Nigro et al v. Encompass Indemnity Company
ORDER granting in part and denying in part 13 Motion to Dismiss for Failure to State a Claim by Magistrate Judge Michael E. Hegarty on 2/26/2015. The Court orders Defendant to file an Amended Answer omitting affirmative defenses ##1, 3, 4, 5, 6 and 13 on or before 3/5/2015. (mdave )
IN THE UNITED STATES DISTRICT COURT
FOR THE DISTRICT OF COLORADO
Civil Action No. 14-cv-03464-MEH
JOSEPH NIGRO, and
ENCOMPASS INDEMNITY COMPANY,
ORDER ON MOTION TO STRIKE
Michael E. Hegarty, United States Magistrate Judge.
Before the Court is Plaintiffs’ Motion to Dismiss Designated Affirmative Defenses pursuant
to Fed. R. Civ. P. 12(b)(6), which is construed by the Court as a motion to strike pursuant to Fed.

> _TASKS AND EXERCISES_
[1] Which affirmative defenses, by number, does the court order direct the Defendant to leave out of its Amended Answer?
[2] Could you pick up the court order in Nigro v. Encompass Indemnity Company from its final line and continue it?

> _DATA SUPPLIED_
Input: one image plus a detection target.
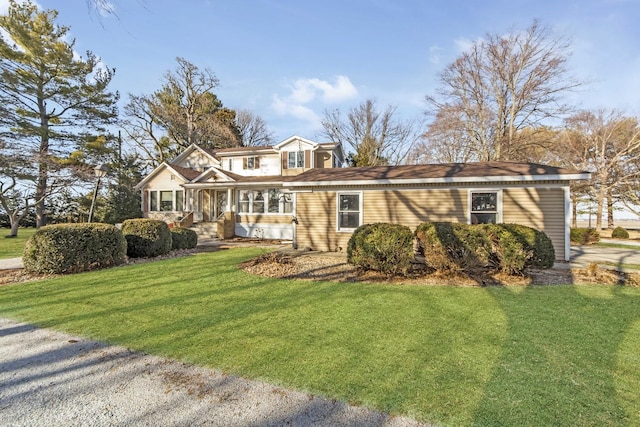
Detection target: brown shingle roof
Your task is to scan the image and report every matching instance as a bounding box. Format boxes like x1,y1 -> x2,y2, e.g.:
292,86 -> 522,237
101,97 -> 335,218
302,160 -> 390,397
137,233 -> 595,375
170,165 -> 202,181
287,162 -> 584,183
==
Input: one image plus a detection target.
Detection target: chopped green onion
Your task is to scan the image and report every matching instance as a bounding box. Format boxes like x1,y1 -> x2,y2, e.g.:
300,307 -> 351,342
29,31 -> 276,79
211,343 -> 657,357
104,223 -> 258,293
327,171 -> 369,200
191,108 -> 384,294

> _WRITTEN ANSWERS_
[1] 1, 3, 4, 5, 6 and 13

[2]
R. Civ. P. 12(f) [filed January 8, 2015; docket #13]. The motion is fully briefed and the Court finds
that oral argument will not assist in its adjudication of the motion. Based on the record herein and
for the reasons that follow, the Court grants in part and denies in part the Plaintiff’s motion.
Plaintiffs initiated this action in Weld County District Court on or about November 25, 2014,
alleging essentially that Defendant “refused to complete performance of the settlement agreement”
governing the total economic loss of a 1975 Corvette following its collision with road debris on
Interstate Highway 76 on August 16, 2014. Complaint, docket #3. Defendant removed the action
to this Court on December 23, 2014 asserting the Court’s diversity jurisdiction. Docket #1. At the
same time, Defendant filed an Answer to the Complaint asserting 14 affirmative defenses. Docket
In the present motion, Plaintiffs move to strike nine of the affirmative defenses pled in
Defendant’s answer: (1) failure to mitigate damages; (3) Plaintiffs are not the real parties in interest;
(4) comparative negligence and/or pro rata share of fault; (5) set off; (6) comparative bad faith; (9)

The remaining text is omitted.